Exercise aim>
After finding the line that includes "[pin] blue sky -- one per line" in the records below, transcribe it and each line after it through the last, exactly, and add nothing.

Source material>
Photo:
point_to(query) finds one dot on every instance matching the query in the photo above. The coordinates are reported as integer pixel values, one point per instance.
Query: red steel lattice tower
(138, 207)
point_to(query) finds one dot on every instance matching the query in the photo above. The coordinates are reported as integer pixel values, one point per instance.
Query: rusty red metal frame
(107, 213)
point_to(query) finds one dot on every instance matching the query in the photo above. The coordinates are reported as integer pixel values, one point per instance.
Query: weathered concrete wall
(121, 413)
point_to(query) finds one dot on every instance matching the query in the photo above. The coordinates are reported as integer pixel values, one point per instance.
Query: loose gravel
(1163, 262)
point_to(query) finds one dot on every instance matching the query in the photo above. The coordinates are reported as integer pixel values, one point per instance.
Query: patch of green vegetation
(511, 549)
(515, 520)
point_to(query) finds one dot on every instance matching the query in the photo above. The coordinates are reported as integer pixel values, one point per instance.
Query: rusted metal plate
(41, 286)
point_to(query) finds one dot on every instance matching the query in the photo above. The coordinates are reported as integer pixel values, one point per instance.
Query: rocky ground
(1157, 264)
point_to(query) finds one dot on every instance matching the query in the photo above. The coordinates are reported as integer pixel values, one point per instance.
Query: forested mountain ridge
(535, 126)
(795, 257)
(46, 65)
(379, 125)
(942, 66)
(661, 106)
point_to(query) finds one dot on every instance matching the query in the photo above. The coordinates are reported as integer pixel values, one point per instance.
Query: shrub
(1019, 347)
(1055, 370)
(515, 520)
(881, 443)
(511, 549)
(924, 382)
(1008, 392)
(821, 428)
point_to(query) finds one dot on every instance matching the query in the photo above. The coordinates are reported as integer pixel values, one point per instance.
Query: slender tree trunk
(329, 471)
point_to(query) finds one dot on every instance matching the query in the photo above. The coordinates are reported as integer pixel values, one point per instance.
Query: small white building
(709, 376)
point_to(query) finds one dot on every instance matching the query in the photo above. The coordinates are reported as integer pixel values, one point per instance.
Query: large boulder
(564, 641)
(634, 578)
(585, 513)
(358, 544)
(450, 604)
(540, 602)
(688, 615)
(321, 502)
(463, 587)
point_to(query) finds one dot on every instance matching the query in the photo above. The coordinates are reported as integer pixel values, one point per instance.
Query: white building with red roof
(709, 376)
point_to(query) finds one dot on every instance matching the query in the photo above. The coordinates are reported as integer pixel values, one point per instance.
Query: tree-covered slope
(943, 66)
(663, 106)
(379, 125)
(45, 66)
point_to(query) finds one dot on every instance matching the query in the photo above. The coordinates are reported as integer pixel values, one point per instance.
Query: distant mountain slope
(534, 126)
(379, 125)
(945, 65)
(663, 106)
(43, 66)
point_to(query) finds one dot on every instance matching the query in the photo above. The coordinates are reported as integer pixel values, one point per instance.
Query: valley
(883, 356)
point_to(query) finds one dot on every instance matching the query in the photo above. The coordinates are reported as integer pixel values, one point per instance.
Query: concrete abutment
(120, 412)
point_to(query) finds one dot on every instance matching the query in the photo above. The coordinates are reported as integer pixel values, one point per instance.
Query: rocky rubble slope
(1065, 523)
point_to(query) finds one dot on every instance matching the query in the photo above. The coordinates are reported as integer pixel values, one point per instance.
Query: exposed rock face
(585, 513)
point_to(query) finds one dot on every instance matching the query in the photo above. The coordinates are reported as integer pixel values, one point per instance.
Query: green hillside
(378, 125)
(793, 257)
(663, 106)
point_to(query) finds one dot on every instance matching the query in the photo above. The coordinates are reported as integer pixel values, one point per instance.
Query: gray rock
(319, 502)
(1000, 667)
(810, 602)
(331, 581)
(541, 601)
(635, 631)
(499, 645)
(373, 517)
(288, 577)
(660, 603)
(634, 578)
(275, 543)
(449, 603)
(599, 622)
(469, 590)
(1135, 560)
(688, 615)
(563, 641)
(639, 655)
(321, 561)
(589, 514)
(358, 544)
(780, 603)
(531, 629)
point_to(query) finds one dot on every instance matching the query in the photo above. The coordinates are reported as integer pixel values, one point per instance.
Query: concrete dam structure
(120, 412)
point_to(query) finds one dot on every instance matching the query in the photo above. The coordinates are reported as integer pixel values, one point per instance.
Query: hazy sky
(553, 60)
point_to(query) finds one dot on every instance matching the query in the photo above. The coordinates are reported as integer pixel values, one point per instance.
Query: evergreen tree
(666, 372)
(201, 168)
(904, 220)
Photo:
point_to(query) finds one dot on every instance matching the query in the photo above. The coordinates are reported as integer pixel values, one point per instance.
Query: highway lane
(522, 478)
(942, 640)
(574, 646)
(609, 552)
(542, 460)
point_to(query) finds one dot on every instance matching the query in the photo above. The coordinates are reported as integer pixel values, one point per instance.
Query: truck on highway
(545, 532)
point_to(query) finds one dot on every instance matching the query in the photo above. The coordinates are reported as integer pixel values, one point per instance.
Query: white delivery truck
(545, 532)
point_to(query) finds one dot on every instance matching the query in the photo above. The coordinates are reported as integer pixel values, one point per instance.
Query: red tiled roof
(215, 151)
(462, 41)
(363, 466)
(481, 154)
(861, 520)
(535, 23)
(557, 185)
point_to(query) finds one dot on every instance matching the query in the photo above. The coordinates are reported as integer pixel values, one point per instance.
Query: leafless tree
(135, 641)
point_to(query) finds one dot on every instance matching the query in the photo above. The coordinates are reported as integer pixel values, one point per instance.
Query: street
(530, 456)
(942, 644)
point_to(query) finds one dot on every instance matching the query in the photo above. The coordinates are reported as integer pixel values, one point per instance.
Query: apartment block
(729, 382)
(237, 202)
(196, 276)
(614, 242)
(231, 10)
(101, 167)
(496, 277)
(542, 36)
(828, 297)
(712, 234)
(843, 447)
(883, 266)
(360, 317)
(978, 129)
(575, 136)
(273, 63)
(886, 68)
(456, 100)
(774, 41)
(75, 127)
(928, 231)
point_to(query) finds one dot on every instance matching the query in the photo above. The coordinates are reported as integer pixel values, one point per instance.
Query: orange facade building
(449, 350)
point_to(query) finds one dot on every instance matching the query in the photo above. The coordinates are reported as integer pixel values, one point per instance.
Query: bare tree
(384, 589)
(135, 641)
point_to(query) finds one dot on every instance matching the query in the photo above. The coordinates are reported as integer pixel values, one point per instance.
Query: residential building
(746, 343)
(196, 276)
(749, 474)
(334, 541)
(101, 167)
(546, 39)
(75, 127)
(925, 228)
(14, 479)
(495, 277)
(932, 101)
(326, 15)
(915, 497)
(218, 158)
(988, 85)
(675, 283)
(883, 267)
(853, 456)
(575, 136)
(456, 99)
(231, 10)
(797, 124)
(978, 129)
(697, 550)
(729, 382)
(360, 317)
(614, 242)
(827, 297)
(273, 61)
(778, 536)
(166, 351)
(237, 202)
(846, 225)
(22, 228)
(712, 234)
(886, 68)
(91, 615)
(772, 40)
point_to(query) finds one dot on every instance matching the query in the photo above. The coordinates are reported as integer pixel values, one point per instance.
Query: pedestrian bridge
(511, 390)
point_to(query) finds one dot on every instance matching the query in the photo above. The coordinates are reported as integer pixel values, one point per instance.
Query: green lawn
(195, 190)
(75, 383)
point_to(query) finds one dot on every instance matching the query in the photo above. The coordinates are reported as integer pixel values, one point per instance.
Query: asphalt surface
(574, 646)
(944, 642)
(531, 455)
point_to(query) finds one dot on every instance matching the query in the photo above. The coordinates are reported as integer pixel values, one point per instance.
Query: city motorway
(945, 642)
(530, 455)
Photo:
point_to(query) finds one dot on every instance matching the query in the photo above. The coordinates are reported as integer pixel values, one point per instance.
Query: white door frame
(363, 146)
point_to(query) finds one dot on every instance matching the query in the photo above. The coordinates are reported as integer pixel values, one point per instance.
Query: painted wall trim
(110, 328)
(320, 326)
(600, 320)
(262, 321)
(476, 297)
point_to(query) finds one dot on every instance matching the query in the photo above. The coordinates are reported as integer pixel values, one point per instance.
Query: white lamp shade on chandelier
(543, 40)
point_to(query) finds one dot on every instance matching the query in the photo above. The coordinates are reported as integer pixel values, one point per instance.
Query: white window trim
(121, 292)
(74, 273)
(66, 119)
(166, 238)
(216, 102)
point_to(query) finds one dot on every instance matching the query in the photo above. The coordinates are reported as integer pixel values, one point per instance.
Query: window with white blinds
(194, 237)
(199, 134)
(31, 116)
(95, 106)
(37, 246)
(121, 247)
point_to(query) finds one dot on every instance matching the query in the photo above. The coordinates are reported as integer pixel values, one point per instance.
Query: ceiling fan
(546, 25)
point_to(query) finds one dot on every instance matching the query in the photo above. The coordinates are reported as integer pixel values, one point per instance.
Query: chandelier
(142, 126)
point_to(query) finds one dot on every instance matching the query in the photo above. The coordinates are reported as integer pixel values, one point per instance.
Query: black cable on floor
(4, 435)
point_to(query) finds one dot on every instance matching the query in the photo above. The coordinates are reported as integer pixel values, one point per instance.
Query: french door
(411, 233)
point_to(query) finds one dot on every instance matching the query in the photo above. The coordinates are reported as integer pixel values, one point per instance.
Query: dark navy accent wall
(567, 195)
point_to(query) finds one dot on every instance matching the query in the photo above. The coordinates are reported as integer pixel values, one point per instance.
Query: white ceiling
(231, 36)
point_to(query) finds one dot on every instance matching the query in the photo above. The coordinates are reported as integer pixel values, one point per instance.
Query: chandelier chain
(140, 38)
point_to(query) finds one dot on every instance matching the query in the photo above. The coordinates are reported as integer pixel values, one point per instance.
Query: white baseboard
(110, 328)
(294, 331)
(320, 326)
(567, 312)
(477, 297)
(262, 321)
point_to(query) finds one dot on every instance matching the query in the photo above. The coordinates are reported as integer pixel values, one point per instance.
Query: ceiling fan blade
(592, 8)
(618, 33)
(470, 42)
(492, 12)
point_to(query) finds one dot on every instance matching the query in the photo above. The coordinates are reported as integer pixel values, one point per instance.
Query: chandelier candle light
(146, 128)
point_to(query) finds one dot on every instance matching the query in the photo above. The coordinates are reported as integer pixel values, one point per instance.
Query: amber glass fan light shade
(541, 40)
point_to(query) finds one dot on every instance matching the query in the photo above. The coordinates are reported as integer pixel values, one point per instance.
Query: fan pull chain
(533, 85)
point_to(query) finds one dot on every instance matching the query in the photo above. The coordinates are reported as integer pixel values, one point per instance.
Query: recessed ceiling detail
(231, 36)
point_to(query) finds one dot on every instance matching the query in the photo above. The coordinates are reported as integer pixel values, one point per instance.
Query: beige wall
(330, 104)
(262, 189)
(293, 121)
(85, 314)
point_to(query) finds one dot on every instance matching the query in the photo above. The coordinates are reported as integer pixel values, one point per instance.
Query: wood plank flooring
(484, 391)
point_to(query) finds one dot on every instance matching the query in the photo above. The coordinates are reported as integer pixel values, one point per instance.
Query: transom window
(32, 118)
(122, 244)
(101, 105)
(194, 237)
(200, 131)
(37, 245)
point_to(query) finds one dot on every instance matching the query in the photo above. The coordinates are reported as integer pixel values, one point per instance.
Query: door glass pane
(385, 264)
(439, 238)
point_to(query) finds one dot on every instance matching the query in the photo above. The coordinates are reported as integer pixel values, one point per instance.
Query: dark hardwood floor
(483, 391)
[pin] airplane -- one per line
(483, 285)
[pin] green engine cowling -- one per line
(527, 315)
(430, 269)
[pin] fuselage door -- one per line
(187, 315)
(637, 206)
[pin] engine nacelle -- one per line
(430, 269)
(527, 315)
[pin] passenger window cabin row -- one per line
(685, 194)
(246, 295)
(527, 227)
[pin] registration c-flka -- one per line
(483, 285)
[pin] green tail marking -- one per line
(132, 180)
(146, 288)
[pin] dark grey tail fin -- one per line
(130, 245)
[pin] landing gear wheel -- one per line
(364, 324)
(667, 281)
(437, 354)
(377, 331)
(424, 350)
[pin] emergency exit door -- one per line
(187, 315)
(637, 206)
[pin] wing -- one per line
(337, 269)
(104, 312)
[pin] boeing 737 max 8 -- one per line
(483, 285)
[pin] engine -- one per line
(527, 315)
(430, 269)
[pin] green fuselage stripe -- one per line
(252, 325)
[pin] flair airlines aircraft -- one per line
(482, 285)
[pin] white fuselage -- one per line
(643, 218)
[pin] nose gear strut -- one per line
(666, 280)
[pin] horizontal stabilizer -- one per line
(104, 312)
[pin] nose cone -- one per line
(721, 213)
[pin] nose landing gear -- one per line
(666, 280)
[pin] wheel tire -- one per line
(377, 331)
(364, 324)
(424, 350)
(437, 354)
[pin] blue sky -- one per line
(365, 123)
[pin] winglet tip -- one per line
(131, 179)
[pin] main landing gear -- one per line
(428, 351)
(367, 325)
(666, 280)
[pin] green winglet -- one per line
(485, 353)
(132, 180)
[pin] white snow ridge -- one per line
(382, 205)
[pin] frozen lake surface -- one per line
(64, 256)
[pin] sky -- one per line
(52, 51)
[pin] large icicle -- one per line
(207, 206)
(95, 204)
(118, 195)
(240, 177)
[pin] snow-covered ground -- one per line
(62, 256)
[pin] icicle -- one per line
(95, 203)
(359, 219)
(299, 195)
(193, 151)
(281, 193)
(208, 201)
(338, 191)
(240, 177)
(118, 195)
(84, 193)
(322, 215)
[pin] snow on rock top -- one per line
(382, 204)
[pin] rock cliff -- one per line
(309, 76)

Reply>
[pin] blue sky -- one per line
(365, 123)
[pin] winglet tip -- one per line
(131, 179)
[pin] main landing gear -- one per line
(428, 351)
(367, 325)
(666, 280)
[pin] green winglet -- one per line
(485, 353)
(132, 180)
[pin] white snow ridge -- one per line
(382, 205)
[pin] frozen lake surface -- one per line
(64, 256)
[pin] sky -- one per line
(52, 51)
[pin] large icicle -- one per line
(207, 206)
(95, 204)
(118, 195)
(240, 177)
[pin] snow-covered ground -- one per line
(62, 256)
[pin] icicle -- one per line
(95, 203)
(359, 219)
(299, 195)
(193, 151)
(281, 193)
(208, 201)
(338, 191)
(240, 177)
(118, 195)
(84, 193)
(322, 215)
[pin] snow on rock top -- one per line
(382, 204)
[pin] rock cliff -- one per line
(309, 76)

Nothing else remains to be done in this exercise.